_Short problem_
Take the material and output all of it exactly.

_Source records_

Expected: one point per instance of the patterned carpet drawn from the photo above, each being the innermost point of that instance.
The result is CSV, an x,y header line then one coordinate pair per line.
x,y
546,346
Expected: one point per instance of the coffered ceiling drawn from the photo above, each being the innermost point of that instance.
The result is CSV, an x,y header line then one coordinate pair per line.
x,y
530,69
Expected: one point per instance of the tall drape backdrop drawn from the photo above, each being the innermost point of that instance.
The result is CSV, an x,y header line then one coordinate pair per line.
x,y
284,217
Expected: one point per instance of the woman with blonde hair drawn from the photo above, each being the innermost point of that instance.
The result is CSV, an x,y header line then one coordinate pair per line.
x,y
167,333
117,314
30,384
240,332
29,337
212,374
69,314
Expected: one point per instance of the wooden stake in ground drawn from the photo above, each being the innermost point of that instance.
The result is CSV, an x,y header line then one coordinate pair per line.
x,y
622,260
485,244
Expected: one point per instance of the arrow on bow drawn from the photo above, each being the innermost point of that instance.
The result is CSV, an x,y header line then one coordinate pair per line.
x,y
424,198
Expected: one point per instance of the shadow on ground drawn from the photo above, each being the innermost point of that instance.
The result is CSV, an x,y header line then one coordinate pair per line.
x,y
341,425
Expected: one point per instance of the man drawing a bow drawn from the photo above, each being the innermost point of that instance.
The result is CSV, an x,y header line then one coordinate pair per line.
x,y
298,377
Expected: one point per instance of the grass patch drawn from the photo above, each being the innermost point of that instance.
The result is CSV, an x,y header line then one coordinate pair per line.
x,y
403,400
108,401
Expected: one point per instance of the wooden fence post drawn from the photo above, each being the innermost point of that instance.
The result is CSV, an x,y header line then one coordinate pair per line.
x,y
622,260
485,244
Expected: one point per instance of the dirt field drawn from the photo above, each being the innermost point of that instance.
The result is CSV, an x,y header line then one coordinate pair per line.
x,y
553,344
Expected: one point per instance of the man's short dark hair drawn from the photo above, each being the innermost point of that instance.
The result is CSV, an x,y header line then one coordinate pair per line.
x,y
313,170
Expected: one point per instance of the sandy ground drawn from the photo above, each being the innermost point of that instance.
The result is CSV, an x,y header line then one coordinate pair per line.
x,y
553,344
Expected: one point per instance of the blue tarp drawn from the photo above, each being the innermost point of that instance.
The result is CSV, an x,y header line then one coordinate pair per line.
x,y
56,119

_Answer below_
Expected: one point per instance of the patterned carpet drawn from the photo above, each being the innermost point of that instance.
The result is CSV, an x,y header line then one coordinate pair per line.
x,y
546,346
Expected: one point per instance of the coffered ceiling drawn from the photo above, each being the innermost point of that instance.
The result is CSV, an x,y header line then one coordinate pair per line.
x,y
530,69
Expected: one point per instance of the tall drape backdrop drawn from the photo above, each being the innermost point of that instance.
The result is CSV, an x,y header line then one coordinate pair per line.
x,y
284,217
Expected: one point per instance of the woman with blonde hair drawn from the photo above, each being the innermost point of that instance.
The result is CSV, an x,y header line then one coordinate pair per line.
x,y
167,333
117,314
30,384
240,332
29,337
212,374
69,314
Expected: one point per instance of the wooden stake in ground drawn from the photo above, each being the innermost point of that instance.
The result is CSV, an x,y header line then one coordinate pair per line.
x,y
622,260
485,244
Expected: one point per instance of the arrow on bow drawn from the photo above, each being the innermost point of that instance.
The result is CSV, an x,y header line then one coordinate pair per line.
x,y
424,198
Expected: one point per instance of the shadow on ground drawn from the photo above, each being the innermost point of that instance.
The result is CSV, an x,y header line then one coordinate pair per line.
x,y
341,425
Expected: one point per instance of the man drawing a bow drawn from the photo above, each being the innermost point of that instance.
The result is CSV, an x,y header line then one coordinate pair per line.
x,y
298,377
Expected: one point per instance of the grass patch drawn from the photo above, each being the innermost point of that instance.
The result is CSV, an x,y header line then one coordinate pair per line.
x,y
403,400
108,401
Expected: one point per instance of the wooden fence post drawn from the photo above, each being the innermost point of that instance.
The result is CSV, an x,y header line then one coordinate pair per line.
x,y
622,260
485,244
Expected: one point per instance of the dirt field drawn from the photo above, each being the innermost point of that instance.
The result is CSV, an x,y header line then one coordinate pair per line.
x,y
553,344
Expected: one point per instance of the man's short dark hair drawn from the photo above, each being the innermost point of that instance.
The result is CSV, an x,y header line then one coordinate pair per line.
x,y
313,170
Expected: one point per instance of the sandy ground drawn from the photo above, each being the innermost point of that instance.
The result is CSV, an x,y header line then one coordinate pair per line.
x,y
553,344
Expected: one point per instance of the blue tarp drawn from the photo above, each being the innermost point of that instance.
The result is CSV, an x,y header line then one coordinate pair per line.
x,y
56,119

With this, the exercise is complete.